* _TASK_: Please report how many lines in the records below contain the word "snow", giving only that number.

==== PROVIDED INFORMATION ====

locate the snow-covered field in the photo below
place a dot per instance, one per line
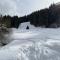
(33, 44)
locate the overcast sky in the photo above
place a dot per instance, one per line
(23, 7)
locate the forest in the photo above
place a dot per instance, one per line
(47, 17)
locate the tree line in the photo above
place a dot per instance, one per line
(47, 17)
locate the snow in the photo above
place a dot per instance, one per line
(33, 44)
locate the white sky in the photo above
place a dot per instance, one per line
(23, 7)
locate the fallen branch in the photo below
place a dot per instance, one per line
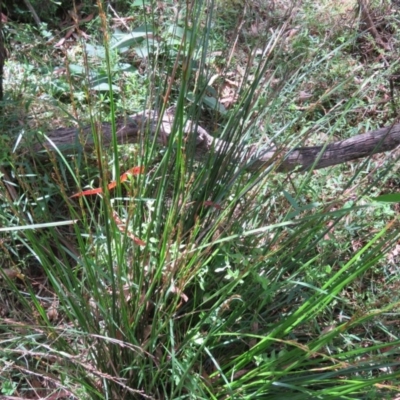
(132, 129)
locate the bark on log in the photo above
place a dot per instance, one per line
(132, 130)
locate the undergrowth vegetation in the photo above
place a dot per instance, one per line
(148, 271)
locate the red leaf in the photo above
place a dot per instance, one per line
(111, 185)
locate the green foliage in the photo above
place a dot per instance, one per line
(196, 279)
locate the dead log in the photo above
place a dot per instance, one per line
(137, 127)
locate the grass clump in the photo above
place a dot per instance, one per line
(197, 277)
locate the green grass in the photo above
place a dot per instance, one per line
(247, 284)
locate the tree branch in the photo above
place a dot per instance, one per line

====

* _RESPONSE AREA_: 2